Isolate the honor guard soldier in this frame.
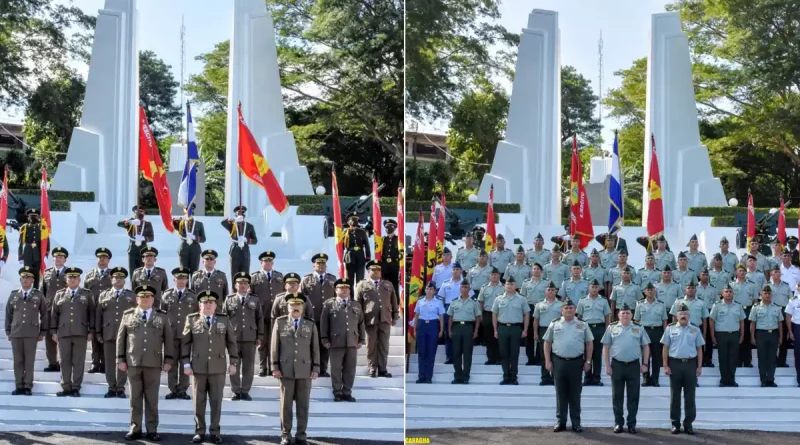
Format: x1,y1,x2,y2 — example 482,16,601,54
601,304,650,434
270,292,318,445
83,247,114,374
319,278,366,402
117,205,155,276
222,272,264,402
544,298,594,433
633,283,667,387
300,253,338,377
255,250,283,377
117,286,175,442
161,266,197,400
181,290,239,443
220,205,258,276
94,267,136,399
709,283,745,388
661,304,705,436
18,209,50,287
172,203,206,272
50,267,95,397
570,279,611,386
355,261,399,377
6,266,50,396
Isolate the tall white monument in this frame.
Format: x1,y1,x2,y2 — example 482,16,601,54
478,9,561,225
642,12,726,227
225,0,314,215
52,0,139,215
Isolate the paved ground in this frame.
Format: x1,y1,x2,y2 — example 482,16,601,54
406,426,798,445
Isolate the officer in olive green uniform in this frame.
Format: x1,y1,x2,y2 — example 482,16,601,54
601,304,650,434
161,266,196,398
117,286,175,442
320,280,367,402
50,267,95,397
544,298,594,433
94,267,136,399
270,292,318,445
661,304,705,435
492,277,531,385
5,266,50,396
181,290,239,443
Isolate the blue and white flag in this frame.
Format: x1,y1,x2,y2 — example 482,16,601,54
608,131,625,233
178,103,200,215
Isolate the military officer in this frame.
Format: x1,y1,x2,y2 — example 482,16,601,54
661,304,705,435
708,283,745,387
255,250,283,377
83,247,111,374
300,253,338,377
161,266,196,400
181,290,239,443
270,292,318,445
94,267,136,399
320,278,366,402
601,304,650,434
49,267,95,397
570,279,611,386
5,266,50,396
117,285,175,442
172,203,206,272
544,298,594,433
117,205,155,271
749,284,783,388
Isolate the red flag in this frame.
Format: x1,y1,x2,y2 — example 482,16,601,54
139,105,175,233
569,136,594,249
647,133,664,237
238,102,289,215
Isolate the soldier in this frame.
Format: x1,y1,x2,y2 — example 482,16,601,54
709,283,745,388
575,280,611,386
117,205,155,278
661,304,705,436
300,253,338,377
39,247,69,372
544,298,594,433
181,290,239,443
161,266,197,400
117,286,175,442
83,247,113,374
222,272,264,402
749,284,783,388
270,292,318,445
601,304,650,434
219,205,258,274
49,267,95,397
94,267,136,399
172,203,206,272
355,261,399,378
6,266,49,396
320,278,366,402
255,250,283,377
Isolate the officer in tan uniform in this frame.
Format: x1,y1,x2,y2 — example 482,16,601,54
319,280,366,402
161,267,197,400
255,250,283,377
300,253,336,377
355,261,399,377
117,286,175,442
6,266,49,396
270,292,318,445
50,267,95,397
222,272,264,402
94,267,136,399
181,290,239,443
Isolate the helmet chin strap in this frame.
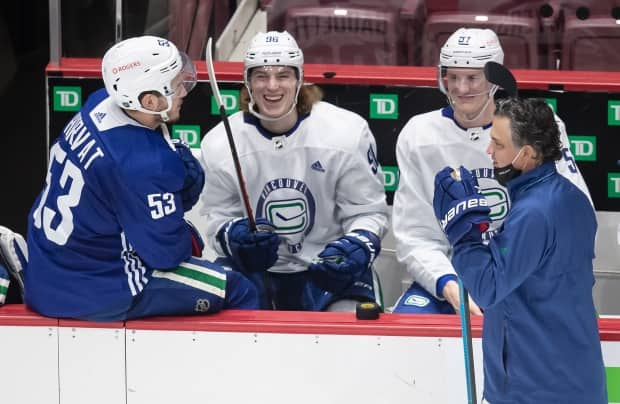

☆ ☆ ☆ ☆ ☆ ☆ ☆

-- What the exercise asks --
Replace every "Isolate" in the records above with "Locate" and keep everything else unchanged. Leave the pictures out of the answer.

-- Response below --
Locate the honor guard soldier in this frame.
Format: x1,y1,x2,y2 — example 482,16,601,54
601,304,650,434
270,292,318,445
83,247,114,374
319,278,366,402
117,205,155,276
222,272,264,402
544,298,594,433
633,283,667,387
300,253,338,377
255,250,283,377
117,286,175,442
161,266,197,400
181,290,239,443
220,205,258,276
94,267,136,399
709,283,745,388
661,304,705,436
18,209,50,287
172,203,206,272
50,267,95,397
570,279,611,386
355,261,399,377
6,266,50,396
Locate the tall white monument in this frame.
Format: x1,y1,x2,y2 — example 482,16,601,54
478,9,561,225
642,12,726,227
225,0,314,215
52,0,139,215
Locate the paved ground in this frame.
Format: x1,y1,x2,y2 — example 482,16,601,54
406,426,798,445
Locate the officer in olive green uniform in this frame.
Format: x1,y1,x2,y2 — example 482,16,601,54
601,304,650,434
161,266,196,398
117,286,175,442
320,280,367,402
50,267,95,397
544,298,594,433
94,267,136,399
270,292,318,445
661,304,705,435
492,277,531,385
5,266,50,396
181,290,239,443
Locate the blue and white flag in this frame.
Format: x1,y1,x2,y2 — example 482,16,601,54
608,131,625,233
178,103,200,215
Locate the military officer in this frame.
Format: x1,y1,x2,y2 — example 482,16,601,54
661,304,705,435
708,283,745,387
255,250,283,377
83,247,111,374
300,253,338,377
161,266,196,400
181,290,239,443
270,292,318,445
94,267,136,399
320,278,366,402
601,304,650,434
49,267,95,397
570,279,611,386
5,266,50,396
117,285,175,442
172,203,206,272
544,298,594,433
117,205,155,271
749,284,783,388
Locate the red flag in this frame.
Format: x1,y1,x2,y2 — example 482,16,601,54
139,105,175,233
569,136,594,249
647,133,664,237
238,102,289,215
Locate the soldier in this frame.
Format: x1,y1,x2,y2 — example 482,16,601,54
709,283,745,388
575,280,611,386
117,205,155,278
661,304,705,436
300,253,338,377
39,247,69,372
544,298,594,433
181,290,239,443
161,266,197,400
117,286,175,442
83,247,113,374
222,272,264,402
749,284,783,388
270,292,318,445
601,304,650,434
219,205,258,274
49,267,95,397
94,267,136,399
172,203,206,272
355,261,399,378
6,266,49,396
320,278,366,402
255,250,283,377
Locate the officer in tan uniform in this frame.
Format: x1,y1,x2,y2 — example 482,16,601,54
319,280,366,402
161,267,197,400
255,250,283,377
300,253,336,377
355,261,399,377
117,286,175,442
6,266,49,396
270,292,318,445
50,267,95,397
222,272,264,402
94,267,136,399
181,290,239,443
Locate the helmet chin strap in this frame.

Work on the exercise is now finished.